REQUIRED WORK.
The data below is to be retyped exactly, line by line.

RECORDS FOR THE TASK.
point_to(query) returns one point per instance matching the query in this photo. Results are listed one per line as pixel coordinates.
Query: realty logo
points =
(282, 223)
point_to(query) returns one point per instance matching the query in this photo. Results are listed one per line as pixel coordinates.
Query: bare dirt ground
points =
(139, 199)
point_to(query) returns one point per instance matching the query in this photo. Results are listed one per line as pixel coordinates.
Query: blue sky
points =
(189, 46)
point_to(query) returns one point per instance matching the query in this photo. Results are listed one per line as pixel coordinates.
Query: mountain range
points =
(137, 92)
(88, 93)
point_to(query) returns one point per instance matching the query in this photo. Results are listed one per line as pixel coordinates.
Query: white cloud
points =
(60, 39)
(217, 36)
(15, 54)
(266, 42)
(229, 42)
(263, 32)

TASK RESPONSE.
point_to(query) returns one point per instance matching the query in this photo. Results are listed one per line as pixel coordinates.
Query: realty logo
points =
(282, 223)
point_to(query) returns one point per instance matching the query in this photo. Results are listed one per line as pixel coordinates.
Query: bare dirt ground
points =
(139, 199)
point_to(query) returns one point per instance matching the query in this photo. Results are listed one per line as pixel coordinates.
Query: blue sky
points =
(189, 46)
point_to(query) returns one point per instance matching the query in this photo. Results are listed one per line as pixel coordinates.
Query: mountain range
points =
(137, 92)
(88, 93)
point_to(query) returns one point per instance matching the query in this photo. Results are listed one per line as pixel coordinates.
Query: white cloud
points =
(60, 39)
(217, 36)
(15, 54)
(266, 42)
(229, 42)
(263, 32)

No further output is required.